:: WHAT IS REQUIRED ::
In the records below, find the line with "box: [358, 199, 387, 236]" and the line with "213L369 224L373 234L377". Print both exactly, along with every line between them, and no other line.

[Stored items]
========

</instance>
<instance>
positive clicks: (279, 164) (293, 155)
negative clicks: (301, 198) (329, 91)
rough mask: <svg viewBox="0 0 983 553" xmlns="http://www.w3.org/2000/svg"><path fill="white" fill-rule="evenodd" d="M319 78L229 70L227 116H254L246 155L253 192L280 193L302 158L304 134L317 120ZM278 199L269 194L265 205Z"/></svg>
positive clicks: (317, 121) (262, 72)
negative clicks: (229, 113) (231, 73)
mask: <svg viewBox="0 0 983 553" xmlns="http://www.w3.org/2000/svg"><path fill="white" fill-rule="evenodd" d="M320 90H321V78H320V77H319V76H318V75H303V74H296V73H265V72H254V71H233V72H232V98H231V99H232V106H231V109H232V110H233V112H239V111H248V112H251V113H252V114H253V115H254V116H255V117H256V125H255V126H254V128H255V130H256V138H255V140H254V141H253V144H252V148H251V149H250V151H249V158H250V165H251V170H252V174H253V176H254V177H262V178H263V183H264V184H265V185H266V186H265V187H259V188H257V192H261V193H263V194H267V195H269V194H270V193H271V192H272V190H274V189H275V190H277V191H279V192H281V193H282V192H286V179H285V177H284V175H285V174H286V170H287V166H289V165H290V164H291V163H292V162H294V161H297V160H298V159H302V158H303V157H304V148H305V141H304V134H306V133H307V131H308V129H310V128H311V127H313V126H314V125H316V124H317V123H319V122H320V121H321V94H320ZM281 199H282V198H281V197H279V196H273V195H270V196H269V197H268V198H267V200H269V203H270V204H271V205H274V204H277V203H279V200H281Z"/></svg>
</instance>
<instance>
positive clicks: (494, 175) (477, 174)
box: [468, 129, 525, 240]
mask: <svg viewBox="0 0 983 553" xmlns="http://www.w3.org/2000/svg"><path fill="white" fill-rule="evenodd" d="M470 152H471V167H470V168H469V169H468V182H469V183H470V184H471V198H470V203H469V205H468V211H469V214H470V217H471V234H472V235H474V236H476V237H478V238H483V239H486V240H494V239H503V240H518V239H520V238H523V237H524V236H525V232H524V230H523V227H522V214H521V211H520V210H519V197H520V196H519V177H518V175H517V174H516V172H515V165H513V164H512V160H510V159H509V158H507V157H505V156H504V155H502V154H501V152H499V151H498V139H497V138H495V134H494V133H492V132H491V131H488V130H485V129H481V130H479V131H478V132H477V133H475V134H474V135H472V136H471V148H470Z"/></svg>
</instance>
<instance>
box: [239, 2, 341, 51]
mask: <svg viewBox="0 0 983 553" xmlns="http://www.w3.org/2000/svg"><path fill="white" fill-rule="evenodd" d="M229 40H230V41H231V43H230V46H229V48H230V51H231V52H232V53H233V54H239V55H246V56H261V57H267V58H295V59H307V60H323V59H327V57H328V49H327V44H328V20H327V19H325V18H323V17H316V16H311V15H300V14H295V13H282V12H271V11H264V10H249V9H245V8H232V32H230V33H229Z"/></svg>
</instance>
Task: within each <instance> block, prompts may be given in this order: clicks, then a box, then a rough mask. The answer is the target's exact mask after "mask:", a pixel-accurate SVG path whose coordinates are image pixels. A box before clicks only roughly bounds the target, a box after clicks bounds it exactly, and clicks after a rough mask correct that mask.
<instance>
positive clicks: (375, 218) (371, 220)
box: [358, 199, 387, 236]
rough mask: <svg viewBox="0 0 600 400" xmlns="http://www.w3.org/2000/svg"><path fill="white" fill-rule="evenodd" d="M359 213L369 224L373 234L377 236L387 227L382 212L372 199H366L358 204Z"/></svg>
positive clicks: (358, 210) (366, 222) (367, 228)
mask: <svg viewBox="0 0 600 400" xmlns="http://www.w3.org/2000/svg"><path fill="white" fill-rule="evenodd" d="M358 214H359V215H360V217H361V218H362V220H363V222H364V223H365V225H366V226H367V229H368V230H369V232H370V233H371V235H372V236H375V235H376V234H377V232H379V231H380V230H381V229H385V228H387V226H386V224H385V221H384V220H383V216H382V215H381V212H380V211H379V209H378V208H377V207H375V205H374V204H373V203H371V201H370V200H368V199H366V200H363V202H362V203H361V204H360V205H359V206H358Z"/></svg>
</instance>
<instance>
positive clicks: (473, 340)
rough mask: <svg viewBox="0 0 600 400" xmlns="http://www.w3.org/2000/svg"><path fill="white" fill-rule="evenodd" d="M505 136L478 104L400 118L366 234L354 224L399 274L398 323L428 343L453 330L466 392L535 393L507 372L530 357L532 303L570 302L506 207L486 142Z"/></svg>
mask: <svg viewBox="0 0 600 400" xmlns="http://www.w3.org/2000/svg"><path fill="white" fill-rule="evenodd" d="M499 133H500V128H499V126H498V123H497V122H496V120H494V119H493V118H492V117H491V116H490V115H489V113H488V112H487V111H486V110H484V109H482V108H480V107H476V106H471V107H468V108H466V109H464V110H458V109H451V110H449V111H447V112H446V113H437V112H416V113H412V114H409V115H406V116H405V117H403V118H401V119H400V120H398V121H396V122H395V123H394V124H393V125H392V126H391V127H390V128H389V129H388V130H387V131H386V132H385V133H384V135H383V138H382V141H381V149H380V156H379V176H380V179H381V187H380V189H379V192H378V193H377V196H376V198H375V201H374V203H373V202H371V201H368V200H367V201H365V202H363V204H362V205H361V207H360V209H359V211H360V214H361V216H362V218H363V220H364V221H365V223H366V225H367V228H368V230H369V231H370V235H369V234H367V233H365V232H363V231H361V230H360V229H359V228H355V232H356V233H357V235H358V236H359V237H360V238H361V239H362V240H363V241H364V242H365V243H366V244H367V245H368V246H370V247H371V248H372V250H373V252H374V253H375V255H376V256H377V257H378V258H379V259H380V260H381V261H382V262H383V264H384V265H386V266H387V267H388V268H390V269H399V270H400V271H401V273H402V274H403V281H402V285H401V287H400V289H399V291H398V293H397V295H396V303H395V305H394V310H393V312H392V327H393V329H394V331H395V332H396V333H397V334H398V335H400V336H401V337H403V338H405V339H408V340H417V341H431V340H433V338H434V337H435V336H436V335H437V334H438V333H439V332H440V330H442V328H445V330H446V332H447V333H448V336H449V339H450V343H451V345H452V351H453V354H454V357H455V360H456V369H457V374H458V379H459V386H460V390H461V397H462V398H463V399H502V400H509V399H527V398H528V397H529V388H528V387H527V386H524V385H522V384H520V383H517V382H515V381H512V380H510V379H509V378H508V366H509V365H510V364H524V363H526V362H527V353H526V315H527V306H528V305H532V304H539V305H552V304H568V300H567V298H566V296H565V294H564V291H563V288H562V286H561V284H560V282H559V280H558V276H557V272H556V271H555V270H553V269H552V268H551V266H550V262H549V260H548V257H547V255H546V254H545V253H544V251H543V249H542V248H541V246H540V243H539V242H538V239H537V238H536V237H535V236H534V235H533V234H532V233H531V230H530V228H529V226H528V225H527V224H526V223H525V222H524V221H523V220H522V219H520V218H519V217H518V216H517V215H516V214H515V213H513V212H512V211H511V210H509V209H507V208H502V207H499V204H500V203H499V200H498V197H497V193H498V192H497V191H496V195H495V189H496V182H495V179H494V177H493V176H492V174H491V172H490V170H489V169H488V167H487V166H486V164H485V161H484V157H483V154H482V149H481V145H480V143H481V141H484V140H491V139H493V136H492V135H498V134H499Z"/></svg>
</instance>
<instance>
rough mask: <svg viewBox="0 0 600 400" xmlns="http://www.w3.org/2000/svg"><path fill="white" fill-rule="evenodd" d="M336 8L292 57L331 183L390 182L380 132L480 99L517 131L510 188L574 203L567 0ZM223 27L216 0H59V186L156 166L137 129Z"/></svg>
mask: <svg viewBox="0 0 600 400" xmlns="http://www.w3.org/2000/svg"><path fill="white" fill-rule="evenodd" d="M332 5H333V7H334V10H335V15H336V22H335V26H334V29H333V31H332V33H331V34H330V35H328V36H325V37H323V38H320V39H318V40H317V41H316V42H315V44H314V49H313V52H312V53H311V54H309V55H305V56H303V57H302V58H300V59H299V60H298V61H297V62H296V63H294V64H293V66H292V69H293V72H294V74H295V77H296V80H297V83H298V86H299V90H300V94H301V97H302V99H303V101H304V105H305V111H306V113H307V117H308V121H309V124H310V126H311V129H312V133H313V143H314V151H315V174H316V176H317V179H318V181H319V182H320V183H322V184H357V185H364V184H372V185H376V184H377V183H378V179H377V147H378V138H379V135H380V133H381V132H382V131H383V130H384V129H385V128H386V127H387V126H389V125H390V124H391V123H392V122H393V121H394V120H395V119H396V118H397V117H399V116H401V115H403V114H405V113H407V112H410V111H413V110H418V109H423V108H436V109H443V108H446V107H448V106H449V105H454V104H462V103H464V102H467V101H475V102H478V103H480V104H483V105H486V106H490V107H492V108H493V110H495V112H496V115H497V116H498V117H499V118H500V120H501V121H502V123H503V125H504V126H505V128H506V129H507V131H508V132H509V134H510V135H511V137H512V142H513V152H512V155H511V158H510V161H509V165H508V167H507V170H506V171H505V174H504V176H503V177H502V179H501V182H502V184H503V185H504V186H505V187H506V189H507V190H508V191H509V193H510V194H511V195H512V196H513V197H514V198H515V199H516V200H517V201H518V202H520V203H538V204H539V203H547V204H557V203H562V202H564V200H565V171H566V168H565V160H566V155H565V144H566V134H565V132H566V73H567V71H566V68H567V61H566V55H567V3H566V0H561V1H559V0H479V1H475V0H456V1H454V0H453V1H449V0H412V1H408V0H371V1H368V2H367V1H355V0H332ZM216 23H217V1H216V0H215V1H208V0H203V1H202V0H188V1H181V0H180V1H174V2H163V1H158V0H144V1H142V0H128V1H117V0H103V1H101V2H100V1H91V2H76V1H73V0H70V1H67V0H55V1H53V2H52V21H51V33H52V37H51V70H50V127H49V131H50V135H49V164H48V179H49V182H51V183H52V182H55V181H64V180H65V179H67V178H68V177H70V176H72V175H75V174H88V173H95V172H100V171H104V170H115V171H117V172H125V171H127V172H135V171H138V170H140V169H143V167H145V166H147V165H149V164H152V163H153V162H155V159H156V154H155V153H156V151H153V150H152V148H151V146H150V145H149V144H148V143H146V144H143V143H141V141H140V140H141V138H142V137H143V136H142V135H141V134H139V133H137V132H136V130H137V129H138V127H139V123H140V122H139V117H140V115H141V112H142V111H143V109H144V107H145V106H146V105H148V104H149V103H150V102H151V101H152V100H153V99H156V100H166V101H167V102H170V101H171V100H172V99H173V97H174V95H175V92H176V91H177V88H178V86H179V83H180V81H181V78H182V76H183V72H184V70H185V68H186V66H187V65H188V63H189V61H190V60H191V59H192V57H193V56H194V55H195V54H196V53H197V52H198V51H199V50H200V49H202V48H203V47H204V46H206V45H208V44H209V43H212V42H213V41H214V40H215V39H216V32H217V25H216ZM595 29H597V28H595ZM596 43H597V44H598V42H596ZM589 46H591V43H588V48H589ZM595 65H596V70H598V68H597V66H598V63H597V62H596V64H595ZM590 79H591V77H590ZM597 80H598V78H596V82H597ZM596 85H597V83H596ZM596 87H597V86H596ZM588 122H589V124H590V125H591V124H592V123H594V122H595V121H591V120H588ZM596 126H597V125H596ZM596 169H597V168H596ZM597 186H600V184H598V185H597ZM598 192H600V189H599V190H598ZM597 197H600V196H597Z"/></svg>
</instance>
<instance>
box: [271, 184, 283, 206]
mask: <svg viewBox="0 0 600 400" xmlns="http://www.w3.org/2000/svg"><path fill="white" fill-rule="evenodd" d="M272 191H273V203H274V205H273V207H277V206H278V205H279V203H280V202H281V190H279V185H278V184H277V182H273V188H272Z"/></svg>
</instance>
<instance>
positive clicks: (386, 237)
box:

========

:: TASK RESULT ::
box: [358, 199, 387, 236]
rough mask: <svg viewBox="0 0 600 400" xmlns="http://www.w3.org/2000/svg"><path fill="white" fill-rule="evenodd" d="M359 213L369 224L373 234L377 236L387 227L382 212L372 199H366L358 204Z"/></svg>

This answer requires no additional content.